Extracted records:
>>>>>
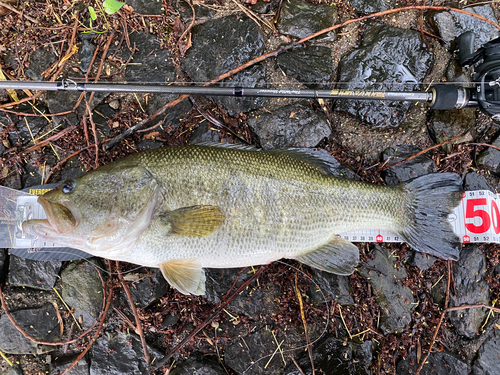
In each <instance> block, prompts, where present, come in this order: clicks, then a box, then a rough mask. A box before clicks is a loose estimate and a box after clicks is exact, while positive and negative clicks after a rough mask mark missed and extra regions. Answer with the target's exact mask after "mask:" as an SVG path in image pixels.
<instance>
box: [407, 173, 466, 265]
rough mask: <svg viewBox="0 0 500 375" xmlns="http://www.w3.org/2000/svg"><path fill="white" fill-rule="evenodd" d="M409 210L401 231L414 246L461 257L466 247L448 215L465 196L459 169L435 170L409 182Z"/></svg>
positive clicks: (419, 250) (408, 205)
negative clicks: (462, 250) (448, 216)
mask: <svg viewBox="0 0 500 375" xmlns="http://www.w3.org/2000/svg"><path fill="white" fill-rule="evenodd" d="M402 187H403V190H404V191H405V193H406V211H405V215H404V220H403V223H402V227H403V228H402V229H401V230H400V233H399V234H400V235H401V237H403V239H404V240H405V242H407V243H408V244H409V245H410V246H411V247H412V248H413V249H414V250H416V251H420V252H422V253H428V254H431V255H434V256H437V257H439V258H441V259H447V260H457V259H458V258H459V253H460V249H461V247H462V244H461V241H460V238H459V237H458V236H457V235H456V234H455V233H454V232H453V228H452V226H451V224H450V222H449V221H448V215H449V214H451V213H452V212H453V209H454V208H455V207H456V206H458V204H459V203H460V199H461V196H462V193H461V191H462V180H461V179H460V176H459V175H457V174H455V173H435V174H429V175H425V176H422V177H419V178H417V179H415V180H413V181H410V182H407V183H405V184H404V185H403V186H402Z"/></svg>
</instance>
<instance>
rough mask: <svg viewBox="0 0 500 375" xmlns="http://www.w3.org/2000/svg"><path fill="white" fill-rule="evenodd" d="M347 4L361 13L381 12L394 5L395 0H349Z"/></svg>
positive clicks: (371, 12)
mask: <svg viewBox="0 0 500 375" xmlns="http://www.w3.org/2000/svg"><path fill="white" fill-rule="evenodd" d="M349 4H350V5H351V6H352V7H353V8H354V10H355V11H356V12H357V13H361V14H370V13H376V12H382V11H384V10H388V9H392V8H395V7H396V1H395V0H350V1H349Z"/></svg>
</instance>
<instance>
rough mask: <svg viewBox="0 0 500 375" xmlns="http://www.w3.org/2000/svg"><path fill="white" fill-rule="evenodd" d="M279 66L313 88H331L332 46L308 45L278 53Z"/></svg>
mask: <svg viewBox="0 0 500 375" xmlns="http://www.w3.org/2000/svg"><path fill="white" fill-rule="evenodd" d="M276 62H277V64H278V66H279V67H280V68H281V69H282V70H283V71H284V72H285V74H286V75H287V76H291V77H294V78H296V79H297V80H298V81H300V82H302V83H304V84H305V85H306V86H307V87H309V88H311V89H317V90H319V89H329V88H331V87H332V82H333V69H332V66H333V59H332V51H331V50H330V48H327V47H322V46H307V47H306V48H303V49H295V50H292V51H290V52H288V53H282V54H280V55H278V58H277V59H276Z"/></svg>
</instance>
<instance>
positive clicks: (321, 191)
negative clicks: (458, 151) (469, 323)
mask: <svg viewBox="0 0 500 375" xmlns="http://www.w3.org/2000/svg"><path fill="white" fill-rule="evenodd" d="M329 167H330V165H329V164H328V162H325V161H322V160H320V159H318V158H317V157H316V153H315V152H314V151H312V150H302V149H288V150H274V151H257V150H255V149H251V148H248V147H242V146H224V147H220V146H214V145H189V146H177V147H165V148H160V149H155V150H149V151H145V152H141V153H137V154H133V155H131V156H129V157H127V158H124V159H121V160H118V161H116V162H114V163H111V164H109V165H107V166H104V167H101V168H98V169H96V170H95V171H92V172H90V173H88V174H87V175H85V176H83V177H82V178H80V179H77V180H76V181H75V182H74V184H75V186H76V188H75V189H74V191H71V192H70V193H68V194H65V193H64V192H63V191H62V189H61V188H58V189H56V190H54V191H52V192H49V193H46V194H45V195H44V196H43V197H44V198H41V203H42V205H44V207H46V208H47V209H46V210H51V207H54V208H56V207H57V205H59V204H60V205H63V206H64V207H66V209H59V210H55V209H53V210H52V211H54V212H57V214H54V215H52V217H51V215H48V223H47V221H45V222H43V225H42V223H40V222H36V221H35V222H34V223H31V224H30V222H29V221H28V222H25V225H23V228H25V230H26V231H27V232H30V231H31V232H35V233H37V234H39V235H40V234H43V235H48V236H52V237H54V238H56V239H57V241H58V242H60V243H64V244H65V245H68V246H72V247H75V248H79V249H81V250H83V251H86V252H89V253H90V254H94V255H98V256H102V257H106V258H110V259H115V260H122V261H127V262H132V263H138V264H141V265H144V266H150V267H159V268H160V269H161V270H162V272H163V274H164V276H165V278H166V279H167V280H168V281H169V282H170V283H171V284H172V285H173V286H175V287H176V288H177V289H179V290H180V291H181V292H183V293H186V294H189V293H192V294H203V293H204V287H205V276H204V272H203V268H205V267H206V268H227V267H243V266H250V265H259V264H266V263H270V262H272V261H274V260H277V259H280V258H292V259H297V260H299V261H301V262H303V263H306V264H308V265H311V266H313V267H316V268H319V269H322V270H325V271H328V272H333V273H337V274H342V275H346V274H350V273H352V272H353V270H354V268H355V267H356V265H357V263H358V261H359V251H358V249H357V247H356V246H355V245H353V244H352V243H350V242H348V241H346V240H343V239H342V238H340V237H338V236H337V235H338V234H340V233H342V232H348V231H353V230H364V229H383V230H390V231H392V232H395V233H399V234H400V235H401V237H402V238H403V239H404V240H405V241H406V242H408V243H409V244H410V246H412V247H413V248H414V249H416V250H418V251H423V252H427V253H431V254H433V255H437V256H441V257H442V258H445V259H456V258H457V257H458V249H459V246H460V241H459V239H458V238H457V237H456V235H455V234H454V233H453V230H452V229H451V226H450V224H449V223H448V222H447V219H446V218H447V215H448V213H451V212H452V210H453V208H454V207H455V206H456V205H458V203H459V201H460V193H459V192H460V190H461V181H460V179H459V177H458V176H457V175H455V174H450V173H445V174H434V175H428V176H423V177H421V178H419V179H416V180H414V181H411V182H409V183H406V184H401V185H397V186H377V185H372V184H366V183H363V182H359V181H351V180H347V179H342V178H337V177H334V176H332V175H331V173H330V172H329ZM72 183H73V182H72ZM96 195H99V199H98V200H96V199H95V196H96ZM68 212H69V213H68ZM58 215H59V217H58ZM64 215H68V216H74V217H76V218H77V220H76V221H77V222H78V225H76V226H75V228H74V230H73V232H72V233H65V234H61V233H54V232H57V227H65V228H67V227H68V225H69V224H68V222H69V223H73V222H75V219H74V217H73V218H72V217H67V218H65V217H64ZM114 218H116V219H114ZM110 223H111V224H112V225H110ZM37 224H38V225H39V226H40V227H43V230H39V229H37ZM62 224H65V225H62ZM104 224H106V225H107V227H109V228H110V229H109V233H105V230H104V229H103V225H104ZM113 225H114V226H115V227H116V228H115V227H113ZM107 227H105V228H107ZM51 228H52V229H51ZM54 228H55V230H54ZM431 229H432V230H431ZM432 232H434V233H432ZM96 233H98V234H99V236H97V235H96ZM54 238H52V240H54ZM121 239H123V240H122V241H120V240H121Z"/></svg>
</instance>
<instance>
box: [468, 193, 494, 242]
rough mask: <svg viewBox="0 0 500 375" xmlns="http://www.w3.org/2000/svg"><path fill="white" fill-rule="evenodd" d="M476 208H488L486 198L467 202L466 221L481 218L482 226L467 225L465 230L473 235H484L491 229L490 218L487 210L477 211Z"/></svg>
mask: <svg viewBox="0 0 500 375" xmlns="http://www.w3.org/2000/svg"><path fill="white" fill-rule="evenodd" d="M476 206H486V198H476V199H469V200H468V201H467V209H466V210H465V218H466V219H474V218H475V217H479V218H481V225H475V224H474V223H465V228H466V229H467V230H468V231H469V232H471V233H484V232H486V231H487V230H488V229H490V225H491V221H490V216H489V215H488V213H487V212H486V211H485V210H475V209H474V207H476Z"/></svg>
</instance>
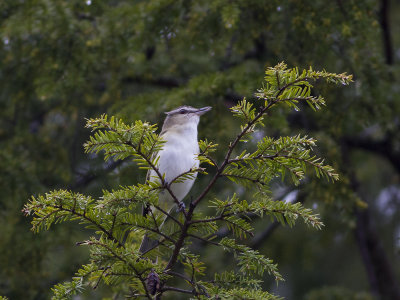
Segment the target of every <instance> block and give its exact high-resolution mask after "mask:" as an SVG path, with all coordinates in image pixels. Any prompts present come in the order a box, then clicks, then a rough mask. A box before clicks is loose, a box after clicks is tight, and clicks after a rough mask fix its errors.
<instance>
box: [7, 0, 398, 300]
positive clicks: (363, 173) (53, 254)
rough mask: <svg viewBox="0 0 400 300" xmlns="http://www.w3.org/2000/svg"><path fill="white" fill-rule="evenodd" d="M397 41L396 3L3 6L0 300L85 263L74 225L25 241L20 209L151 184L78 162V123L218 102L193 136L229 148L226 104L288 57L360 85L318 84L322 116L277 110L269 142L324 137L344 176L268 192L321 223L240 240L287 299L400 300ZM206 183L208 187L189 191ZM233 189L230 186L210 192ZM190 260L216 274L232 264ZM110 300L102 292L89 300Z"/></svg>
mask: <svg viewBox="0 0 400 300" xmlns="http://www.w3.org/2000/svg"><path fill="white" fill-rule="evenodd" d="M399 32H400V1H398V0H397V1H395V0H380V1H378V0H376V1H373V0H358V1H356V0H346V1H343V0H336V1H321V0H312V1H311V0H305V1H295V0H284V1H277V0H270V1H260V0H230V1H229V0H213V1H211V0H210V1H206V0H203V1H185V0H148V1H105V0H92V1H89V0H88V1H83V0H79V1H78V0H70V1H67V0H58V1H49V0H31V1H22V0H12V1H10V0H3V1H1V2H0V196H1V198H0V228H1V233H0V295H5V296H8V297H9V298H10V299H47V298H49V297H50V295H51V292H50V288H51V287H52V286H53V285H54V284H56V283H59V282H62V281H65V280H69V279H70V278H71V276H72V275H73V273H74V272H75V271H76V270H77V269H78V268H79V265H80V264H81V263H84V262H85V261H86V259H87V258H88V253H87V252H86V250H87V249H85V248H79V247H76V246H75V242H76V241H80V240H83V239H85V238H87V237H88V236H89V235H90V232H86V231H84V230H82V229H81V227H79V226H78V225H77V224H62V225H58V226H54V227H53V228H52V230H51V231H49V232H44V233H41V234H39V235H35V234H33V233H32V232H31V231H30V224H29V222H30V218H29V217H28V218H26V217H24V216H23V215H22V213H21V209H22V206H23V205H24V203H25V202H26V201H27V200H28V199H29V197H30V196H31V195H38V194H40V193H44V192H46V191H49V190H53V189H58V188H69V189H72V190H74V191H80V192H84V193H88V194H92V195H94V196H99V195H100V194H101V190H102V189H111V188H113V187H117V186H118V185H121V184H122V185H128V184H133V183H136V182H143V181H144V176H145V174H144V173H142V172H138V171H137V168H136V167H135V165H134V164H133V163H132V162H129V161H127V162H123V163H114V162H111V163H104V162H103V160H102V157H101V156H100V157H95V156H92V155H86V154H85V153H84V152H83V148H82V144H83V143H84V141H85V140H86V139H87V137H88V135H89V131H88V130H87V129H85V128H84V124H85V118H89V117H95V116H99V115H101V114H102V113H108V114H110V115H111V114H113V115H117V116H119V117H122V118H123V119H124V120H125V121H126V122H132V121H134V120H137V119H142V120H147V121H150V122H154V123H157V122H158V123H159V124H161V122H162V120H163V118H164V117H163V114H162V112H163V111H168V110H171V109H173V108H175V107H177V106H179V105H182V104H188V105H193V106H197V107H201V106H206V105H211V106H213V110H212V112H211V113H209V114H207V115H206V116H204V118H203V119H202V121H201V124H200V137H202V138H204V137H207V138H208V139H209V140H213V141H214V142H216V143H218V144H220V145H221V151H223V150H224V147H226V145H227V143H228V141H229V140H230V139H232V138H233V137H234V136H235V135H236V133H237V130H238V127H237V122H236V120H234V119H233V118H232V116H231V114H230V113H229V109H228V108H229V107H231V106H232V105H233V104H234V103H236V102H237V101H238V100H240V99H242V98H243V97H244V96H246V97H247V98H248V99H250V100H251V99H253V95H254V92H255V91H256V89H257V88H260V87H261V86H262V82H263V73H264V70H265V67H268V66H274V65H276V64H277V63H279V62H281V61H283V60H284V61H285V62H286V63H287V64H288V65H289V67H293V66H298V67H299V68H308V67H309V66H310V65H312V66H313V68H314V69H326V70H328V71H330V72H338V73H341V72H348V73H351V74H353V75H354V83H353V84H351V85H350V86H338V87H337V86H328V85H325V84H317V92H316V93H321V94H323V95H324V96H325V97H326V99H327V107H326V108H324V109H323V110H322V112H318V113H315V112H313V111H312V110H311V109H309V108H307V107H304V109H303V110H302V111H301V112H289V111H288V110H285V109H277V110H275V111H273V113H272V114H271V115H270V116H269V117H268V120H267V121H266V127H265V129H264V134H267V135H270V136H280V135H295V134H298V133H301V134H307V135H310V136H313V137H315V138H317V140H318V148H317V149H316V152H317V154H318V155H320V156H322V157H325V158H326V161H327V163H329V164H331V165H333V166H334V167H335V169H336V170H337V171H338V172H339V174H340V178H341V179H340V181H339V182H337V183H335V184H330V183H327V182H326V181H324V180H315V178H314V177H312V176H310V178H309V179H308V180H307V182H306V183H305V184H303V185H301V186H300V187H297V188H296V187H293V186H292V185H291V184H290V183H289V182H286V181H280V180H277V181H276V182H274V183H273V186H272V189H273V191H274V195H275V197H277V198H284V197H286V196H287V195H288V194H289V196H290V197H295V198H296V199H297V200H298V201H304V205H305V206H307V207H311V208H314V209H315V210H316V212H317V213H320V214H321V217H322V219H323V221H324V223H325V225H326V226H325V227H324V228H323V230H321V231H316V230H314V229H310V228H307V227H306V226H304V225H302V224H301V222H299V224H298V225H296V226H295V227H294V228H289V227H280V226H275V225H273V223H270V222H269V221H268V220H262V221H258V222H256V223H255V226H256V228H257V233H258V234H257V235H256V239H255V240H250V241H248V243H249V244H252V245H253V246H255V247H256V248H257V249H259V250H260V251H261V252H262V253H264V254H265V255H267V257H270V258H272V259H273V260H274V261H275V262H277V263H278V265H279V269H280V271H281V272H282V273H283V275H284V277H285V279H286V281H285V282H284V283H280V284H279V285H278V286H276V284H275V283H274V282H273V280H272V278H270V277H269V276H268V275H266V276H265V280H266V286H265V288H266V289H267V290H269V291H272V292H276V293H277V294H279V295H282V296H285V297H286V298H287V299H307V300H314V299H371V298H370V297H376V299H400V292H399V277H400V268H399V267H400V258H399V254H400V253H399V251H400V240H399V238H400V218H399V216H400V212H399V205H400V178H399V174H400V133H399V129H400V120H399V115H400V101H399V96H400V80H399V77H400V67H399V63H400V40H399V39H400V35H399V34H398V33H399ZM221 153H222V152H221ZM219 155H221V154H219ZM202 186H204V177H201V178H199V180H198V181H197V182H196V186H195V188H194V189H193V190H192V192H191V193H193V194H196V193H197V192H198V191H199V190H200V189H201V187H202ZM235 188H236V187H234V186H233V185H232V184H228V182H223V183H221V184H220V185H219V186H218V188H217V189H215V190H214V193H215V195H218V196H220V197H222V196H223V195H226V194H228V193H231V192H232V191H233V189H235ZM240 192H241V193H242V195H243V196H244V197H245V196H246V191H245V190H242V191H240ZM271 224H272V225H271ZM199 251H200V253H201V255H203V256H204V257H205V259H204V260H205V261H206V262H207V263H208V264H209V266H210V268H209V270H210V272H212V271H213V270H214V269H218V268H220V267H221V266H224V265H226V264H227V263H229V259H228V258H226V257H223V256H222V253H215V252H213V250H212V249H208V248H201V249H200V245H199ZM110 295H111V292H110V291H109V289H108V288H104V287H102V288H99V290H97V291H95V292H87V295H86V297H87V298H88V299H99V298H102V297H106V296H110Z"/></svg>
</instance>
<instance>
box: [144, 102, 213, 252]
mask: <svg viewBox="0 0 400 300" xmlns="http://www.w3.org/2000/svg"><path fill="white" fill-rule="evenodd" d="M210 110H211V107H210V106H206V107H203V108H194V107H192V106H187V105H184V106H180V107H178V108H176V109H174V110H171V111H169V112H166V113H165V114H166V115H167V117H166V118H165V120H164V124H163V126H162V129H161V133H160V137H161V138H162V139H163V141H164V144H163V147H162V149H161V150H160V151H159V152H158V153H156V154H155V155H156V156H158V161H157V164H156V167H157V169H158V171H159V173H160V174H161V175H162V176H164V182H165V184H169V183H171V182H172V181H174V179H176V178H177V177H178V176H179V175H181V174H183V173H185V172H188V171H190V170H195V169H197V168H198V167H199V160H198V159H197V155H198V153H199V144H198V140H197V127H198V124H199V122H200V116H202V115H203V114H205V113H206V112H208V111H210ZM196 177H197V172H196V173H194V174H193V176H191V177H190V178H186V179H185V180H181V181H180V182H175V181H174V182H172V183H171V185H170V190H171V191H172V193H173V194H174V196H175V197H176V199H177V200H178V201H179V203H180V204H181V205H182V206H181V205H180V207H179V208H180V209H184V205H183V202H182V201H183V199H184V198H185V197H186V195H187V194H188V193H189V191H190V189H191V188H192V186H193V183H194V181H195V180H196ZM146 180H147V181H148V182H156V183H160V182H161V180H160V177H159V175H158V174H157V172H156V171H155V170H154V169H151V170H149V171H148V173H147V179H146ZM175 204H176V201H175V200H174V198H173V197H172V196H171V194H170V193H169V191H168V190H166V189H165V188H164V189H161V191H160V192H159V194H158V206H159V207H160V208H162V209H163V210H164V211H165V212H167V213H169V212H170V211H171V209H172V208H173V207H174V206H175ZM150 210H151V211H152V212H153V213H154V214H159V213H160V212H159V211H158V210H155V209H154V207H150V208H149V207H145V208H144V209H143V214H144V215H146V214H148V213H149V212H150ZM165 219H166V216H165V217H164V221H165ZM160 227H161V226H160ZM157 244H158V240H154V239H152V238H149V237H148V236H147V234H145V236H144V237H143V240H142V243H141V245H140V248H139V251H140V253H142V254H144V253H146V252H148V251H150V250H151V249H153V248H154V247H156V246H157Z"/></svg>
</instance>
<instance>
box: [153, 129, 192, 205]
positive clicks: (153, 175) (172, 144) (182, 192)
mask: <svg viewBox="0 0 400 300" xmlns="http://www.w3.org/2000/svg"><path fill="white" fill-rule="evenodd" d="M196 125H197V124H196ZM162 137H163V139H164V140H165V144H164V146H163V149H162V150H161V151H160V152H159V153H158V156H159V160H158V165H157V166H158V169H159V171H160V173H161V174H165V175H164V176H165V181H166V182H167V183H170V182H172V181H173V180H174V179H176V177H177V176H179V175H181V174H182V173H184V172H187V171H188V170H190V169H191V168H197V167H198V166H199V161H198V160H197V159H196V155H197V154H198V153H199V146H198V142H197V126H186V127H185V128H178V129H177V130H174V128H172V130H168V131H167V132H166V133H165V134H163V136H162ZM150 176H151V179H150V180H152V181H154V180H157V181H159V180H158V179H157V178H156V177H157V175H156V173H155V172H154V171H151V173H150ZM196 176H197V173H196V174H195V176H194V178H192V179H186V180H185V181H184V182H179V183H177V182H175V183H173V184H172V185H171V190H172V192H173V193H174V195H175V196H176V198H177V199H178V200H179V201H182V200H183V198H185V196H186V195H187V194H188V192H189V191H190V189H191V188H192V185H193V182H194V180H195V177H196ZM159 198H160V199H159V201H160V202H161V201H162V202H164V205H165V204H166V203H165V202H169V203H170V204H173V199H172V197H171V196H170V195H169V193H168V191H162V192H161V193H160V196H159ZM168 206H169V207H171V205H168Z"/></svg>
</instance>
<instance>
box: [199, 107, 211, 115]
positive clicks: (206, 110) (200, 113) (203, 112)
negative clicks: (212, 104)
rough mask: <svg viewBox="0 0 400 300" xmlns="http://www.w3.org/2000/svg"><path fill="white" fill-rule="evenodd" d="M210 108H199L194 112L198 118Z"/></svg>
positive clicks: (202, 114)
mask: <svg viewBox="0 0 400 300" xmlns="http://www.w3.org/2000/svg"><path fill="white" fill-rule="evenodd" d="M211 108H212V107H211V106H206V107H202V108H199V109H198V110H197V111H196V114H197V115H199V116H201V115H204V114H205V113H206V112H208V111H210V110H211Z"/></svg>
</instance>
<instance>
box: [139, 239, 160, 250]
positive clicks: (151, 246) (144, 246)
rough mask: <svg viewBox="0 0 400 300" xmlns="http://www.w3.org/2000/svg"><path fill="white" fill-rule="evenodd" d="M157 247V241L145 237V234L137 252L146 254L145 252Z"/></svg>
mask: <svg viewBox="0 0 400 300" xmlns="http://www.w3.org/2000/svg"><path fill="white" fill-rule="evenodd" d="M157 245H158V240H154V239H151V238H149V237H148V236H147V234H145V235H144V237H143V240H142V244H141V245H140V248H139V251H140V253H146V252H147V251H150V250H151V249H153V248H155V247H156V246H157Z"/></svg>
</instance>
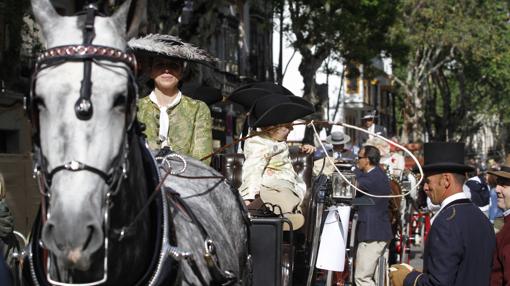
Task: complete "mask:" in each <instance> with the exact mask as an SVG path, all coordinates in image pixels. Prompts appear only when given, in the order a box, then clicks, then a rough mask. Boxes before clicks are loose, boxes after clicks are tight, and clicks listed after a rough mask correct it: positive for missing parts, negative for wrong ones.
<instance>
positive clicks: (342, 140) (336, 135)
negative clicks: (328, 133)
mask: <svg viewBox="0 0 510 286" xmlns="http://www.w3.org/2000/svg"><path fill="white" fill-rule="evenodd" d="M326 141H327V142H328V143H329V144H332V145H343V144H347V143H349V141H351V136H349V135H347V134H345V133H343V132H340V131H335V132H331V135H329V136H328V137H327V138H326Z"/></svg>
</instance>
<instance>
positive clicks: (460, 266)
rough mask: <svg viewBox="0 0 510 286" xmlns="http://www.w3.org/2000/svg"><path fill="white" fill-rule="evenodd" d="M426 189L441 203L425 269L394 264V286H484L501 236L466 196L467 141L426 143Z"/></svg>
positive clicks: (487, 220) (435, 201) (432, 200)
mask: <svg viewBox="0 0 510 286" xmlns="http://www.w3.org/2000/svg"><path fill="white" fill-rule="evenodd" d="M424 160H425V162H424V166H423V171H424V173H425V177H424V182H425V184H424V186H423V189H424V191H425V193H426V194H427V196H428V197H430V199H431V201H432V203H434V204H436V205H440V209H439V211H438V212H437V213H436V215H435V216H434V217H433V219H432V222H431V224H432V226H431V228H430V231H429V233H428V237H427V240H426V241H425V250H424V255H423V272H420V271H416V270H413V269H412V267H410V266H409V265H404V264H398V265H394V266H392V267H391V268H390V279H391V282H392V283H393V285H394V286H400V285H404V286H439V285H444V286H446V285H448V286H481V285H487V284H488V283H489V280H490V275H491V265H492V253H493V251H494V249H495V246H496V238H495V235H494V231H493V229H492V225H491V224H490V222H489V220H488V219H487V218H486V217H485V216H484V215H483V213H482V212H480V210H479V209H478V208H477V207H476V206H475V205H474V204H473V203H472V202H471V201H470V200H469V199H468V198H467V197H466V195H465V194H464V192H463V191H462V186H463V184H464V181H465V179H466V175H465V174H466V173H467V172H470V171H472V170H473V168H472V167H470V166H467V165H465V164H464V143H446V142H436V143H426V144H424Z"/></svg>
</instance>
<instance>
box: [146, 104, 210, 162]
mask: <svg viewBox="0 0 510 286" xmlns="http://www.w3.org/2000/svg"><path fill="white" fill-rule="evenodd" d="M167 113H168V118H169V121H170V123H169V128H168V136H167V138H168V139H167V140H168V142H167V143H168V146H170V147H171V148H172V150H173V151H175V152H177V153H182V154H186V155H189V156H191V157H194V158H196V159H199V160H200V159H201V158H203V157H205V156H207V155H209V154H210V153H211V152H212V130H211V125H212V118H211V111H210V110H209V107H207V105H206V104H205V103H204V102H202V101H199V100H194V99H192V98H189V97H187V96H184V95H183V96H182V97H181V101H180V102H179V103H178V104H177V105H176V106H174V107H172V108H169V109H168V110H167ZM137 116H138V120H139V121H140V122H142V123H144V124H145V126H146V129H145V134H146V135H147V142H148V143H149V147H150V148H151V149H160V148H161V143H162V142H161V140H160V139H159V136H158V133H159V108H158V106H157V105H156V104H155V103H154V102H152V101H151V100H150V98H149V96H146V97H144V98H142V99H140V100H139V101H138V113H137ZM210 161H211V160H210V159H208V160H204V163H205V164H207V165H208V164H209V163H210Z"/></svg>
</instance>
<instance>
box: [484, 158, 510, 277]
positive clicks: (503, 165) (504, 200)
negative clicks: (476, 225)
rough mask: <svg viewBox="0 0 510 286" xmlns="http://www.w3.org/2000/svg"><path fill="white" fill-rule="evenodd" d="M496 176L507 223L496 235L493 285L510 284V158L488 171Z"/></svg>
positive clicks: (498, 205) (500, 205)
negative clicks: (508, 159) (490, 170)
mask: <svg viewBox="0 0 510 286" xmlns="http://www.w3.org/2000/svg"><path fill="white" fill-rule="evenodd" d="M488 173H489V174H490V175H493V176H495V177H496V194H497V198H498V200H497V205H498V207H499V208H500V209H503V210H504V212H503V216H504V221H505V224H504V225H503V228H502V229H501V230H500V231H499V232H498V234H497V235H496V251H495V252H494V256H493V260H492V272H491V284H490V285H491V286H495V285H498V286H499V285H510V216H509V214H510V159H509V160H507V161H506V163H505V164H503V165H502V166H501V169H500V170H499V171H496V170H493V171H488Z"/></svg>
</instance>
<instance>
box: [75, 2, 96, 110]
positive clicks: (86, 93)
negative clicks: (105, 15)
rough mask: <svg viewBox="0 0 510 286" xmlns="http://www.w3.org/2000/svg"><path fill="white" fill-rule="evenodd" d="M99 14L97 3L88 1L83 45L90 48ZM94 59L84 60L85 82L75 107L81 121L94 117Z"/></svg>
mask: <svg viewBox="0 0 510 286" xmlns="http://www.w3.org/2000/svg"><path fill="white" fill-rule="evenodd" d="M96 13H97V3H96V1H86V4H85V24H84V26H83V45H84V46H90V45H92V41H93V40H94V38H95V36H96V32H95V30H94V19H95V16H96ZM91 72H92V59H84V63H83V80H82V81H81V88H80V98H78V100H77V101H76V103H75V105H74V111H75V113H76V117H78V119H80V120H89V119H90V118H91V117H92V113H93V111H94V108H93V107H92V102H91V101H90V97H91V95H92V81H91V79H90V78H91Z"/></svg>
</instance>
<<<<<
(About this exercise) Set down exactly the lines running from the beginning of the entries above to the line that contains "box: [407, 173, 466, 265]", including both, and leave out pictures.

(Problem solution)
In each <instance> block, prompts, where present, come in this order: clicks, then a box, then a rough mask. A box before clicks is a loose estimate and a box after clicks is exact, while positive and negative clicks after a rough mask mark missed and extra regions. Answer with the target's exact mask after "mask:" as an SVG path in image pixels.
<instance>
box: [407, 173, 466, 265]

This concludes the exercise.